• _What you have to do_
Render every line of the items below as a Markdown table with the columns Row and Line, numbering the rows and skipping blank lines. Leave the pictures out of the table.

(Entries drawn from a collection)

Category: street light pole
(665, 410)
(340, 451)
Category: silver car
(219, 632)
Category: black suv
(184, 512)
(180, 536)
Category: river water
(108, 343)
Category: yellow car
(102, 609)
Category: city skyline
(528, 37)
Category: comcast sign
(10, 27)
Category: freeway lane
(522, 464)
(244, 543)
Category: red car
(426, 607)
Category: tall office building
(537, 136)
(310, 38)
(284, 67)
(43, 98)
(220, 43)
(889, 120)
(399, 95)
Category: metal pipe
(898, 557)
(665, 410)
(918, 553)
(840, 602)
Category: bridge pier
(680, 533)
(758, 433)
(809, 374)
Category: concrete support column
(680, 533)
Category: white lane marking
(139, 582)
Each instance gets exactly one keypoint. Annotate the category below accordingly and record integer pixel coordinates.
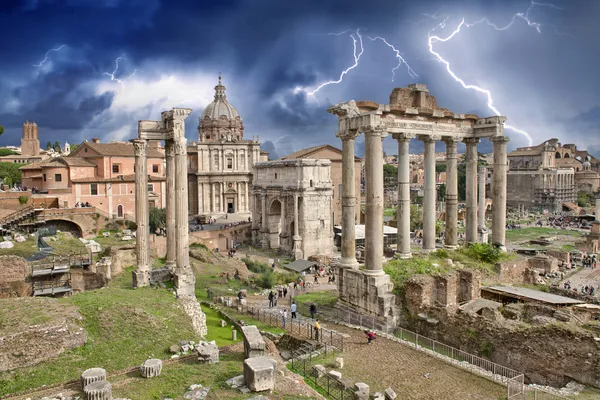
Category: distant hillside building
(537, 179)
(333, 154)
(101, 174)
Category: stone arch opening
(274, 223)
(65, 225)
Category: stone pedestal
(254, 344)
(368, 294)
(92, 375)
(259, 373)
(101, 390)
(151, 368)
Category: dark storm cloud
(272, 47)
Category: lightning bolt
(47, 55)
(112, 74)
(490, 101)
(401, 60)
(355, 41)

• _Response to this exercise_
| Row | Line |
|---|---|
| 1 | Category: street light pole |
| 2 | (665, 410) |
| 3 | (340, 451) |
| 4 | Category: silver car |
| 5 | (219, 632) |
| 6 | Category: black suv |
| 7 | (184, 512) |
| 8 | (180, 536) |
| 9 | Category: river water |
| 10 | (108, 343) |
| 11 | Category: yellow car |
| 12 | (102, 609) |
| 13 | Category: city skyline |
| 14 | (528, 37) |
| 15 | Category: comcast sign |
| 16 | (10, 27) |
| 17 | Category: freeway lane |
| 18 | (522, 464) |
| 19 | (244, 543) |
| 20 | Category: red car |
| 21 | (426, 607) |
| 22 | Category: tall office building |
| 23 | (537, 136) |
| 24 | (310, 38) |
| 25 | (284, 67) |
| 26 | (43, 98) |
| 27 | (220, 43) |
| 28 | (889, 120) |
| 29 | (399, 95) |
| 30 | Category: metal pipe |
| 31 | (898, 557) |
| 32 | (665, 410) |
| 33 | (918, 553) |
| 34 | (840, 602) |
| 35 | Category: bridge pier |
| 36 | (680, 533) |
| 37 | (758, 433) |
| 38 | (809, 374) |
| 39 | Category: concrete support column |
| 40 | (680, 533) |
| 41 | Category: white lane marking |
| 42 | (139, 582) |
| 43 | Each instance gets exactly one keypoint. Annotate the category below accordingly and record integer pixel coordinates. |
| 44 | Category: distant hillside building |
| 45 | (537, 179) |
| 46 | (333, 154) |
| 47 | (101, 174) |
| 48 | Category: stone arch opening |
| 49 | (274, 223) |
| 50 | (65, 225) |
| 51 | Category: stone pedestal |
| 52 | (254, 344) |
| 53 | (368, 294) |
| 54 | (92, 375) |
| 55 | (259, 373) |
| 56 | (101, 390) |
| 57 | (151, 368) |
| 58 | Category: dark storm cloud |
| 59 | (272, 47) |
| 60 | Category: lightning bolt |
| 61 | (47, 55) |
| 62 | (112, 74) |
| 63 | (490, 101) |
| 64 | (401, 60) |
| 65 | (355, 41) |